But last night Pam held the phone up to Gordon’s ear and I told him, “Hey Gordon, I lost my job. I’m leaving the paper.”
“Well,” he said. “How come?”
“Budget cuts. It’s this bad economy.”
“I hate that for you,” he said.
Gordon had loved Fayetteville, loved coming to visit the town when Eddie was in Airborne school. He’d been so excited when I took the job.
“I bet you wish you were planting tomatoes,” I said.
“I hate that you’re in that sick bed.”
“It’s crazy,” he said.
“I know it is, buddy.”
“I don’t like it much.”
“I know you don’t. I hate that this has happened to you.”
“Me, too,” he said.
“I love you, Gordon.”
Pam took the phone back and we visited some. We talked about the clarity Gordon was displaying last night.
“If it weren’t so late, I’d call the kids to let them talk to Gordon,” she said.
It’s both a blessing and a curse to have had him be so lucid. A blessing for those of us in the wings, watching, praying, hoping. A curse for him, the knowing of how sick he really is. Just how long that knowing lasts, none of us are sure. He had lucid moments like last night and then drifting moments where he seems far off yonder someplace.
When I was at Gordon’s this weekend, I leaned over the bed and told him about Lucky the chicken. I read to him a chapter from Will Jesus Buy Me a Doublewide? — the story of a man I call the Ambassador. I don’t know if Gordon understood any of the stories or not. He kept his eyes open but he never said a word.
But Pam? She laughed herself silly over both stories.
The things I miss most about Gordon are the stories he used to tell me. The ones that left me breathless from laughing. I have yet to meet a better storyteller than Charles “Flash” Wofford.
++++++
AIM ->
In the passage about Gordon, which spoken lines are followed directly by the tag "he said"? List every one. The data that follow come from a separate source and are unrelated to the passage about Gordon.
++++++
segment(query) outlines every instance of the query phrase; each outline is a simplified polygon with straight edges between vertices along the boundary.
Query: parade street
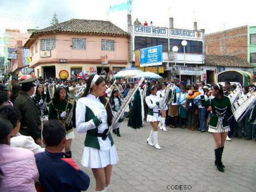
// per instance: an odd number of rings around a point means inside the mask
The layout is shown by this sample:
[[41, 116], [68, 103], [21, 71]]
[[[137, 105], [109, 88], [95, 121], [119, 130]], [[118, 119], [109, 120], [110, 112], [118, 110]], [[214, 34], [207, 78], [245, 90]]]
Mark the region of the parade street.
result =
[[[225, 173], [214, 164], [211, 133], [180, 128], [159, 131], [162, 150], [147, 144], [151, 127], [134, 130], [127, 119], [113, 136], [119, 162], [114, 166], [108, 191], [253, 191], [256, 189], [256, 142], [233, 138], [226, 141], [222, 162]], [[94, 191], [92, 170], [81, 165], [85, 134], [76, 132], [73, 158], [90, 177], [88, 191]], [[179, 188], [178, 188], [179, 187]]]

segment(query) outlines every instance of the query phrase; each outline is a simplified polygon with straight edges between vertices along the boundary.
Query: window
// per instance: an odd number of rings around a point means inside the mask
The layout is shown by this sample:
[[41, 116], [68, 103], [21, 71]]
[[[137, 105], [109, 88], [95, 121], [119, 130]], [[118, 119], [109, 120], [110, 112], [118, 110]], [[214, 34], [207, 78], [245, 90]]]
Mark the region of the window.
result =
[[85, 50], [85, 39], [72, 39], [72, 49], [77, 50]]
[[36, 53], [38, 52], [38, 42], [36, 43], [35, 52]]
[[41, 51], [55, 49], [55, 38], [41, 39]]
[[256, 53], [250, 53], [250, 63], [256, 63]]
[[250, 44], [256, 44], [256, 34], [250, 35]]
[[[181, 45], [181, 39], [170, 39], [170, 50], [172, 51], [172, 47], [177, 46], [179, 48], [178, 53], [183, 53], [184, 52], [183, 46]], [[185, 52], [191, 53], [201, 53], [203, 54], [203, 43], [199, 41], [187, 40], [188, 44], [185, 47]]]
[[114, 40], [108, 39], [101, 39], [101, 50], [114, 51]]
[[156, 45], [163, 45], [163, 52], [168, 52], [168, 39], [135, 36], [135, 49], [138, 50]]

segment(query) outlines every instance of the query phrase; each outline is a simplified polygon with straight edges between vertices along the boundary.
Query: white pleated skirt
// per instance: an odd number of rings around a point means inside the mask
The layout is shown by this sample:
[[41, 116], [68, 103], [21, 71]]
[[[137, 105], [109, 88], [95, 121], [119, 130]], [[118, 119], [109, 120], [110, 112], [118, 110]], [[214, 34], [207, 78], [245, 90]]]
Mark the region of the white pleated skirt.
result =
[[68, 133], [66, 133], [66, 140], [75, 139], [74, 131], [69, 132]]
[[82, 165], [89, 168], [103, 168], [118, 162], [118, 156], [115, 145], [108, 150], [98, 150], [85, 147], [82, 157]]
[[160, 115], [158, 113], [153, 113], [153, 115], [147, 115], [147, 122], [154, 122], [160, 121]]
[[210, 126], [209, 126], [208, 128], [208, 132], [209, 132], [210, 133], [222, 133], [224, 132], [229, 132], [229, 131], [230, 131], [230, 128], [229, 127], [229, 126], [225, 127], [224, 129], [222, 127], [221, 124], [220, 122], [218, 122], [217, 128], [215, 129], [212, 128]]

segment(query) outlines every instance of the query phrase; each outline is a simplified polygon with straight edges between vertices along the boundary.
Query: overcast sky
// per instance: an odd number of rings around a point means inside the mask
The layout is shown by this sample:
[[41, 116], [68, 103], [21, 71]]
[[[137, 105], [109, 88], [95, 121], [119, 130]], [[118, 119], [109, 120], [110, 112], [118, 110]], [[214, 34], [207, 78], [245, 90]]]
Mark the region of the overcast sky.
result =
[[[0, 35], [5, 28], [43, 28], [50, 25], [56, 12], [60, 22], [72, 18], [109, 20], [126, 30], [127, 11], [108, 14], [110, 5], [123, 0], [0, 0]], [[256, 1], [230, 0], [133, 0], [133, 21], [153, 22], [154, 26], [168, 27], [168, 18], [174, 18], [174, 27], [198, 28], [206, 33], [243, 25], [256, 25]], [[109, 16], [108, 16], [109, 15]], [[0, 41], [0, 44], [2, 44]], [[0, 45], [1, 46], [1, 45]]]

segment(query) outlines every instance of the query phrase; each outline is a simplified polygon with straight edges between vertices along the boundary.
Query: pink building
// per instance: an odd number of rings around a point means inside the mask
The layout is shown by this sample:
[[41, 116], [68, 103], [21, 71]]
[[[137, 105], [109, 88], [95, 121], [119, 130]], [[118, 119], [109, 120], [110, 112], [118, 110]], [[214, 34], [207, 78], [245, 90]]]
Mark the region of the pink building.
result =
[[72, 19], [32, 33], [24, 47], [37, 77], [60, 78], [64, 72], [69, 78], [82, 70], [114, 74], [126, 67], [129, 37], [110, 22]]

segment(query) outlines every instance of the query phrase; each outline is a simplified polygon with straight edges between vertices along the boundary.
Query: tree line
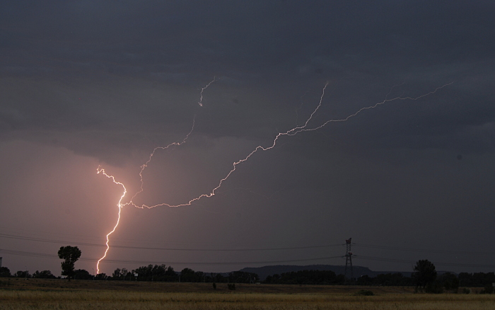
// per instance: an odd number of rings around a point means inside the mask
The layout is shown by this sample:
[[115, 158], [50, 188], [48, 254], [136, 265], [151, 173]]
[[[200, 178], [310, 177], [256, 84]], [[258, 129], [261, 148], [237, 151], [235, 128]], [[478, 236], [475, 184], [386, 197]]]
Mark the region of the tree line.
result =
++++++
FINAL RESULT ->
- "Well," (followed by "How come?")
- "I hate that for you,"
- "It's crazy,"
- "Me, too,"